§ ABOUT THIS TASK
Please reproduce all of the data exactly as it appears, but skip the pictures.

§ DATASET EXCERPTS
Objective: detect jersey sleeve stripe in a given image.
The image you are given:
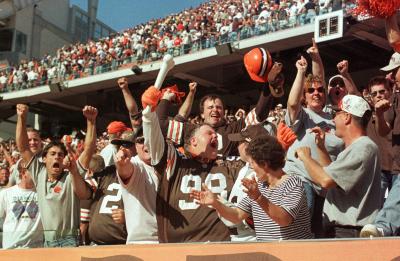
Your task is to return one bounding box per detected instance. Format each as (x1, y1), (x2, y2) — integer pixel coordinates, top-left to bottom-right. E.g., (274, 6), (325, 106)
(80, 208), (90, 222)
(167, 120), (183, 144)
(245, 108), (259, 126)
(166, 144), (177, 180)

§ YOUR RESPONSE
Objective: detect jersey sleeve stripe in a given image.
The image you are given:
Your task is to return one bounding box per detected instance. Format each as (x1, y1), (x2, y2) — integer pixel coordinates, top-left to bottom-right. E.g., (274, 6), (325, 106)
(80, 208), (90, 222)
(167, 120), (183, 144)
(245, 108), (259, 126)
(166, 144), (177, 180)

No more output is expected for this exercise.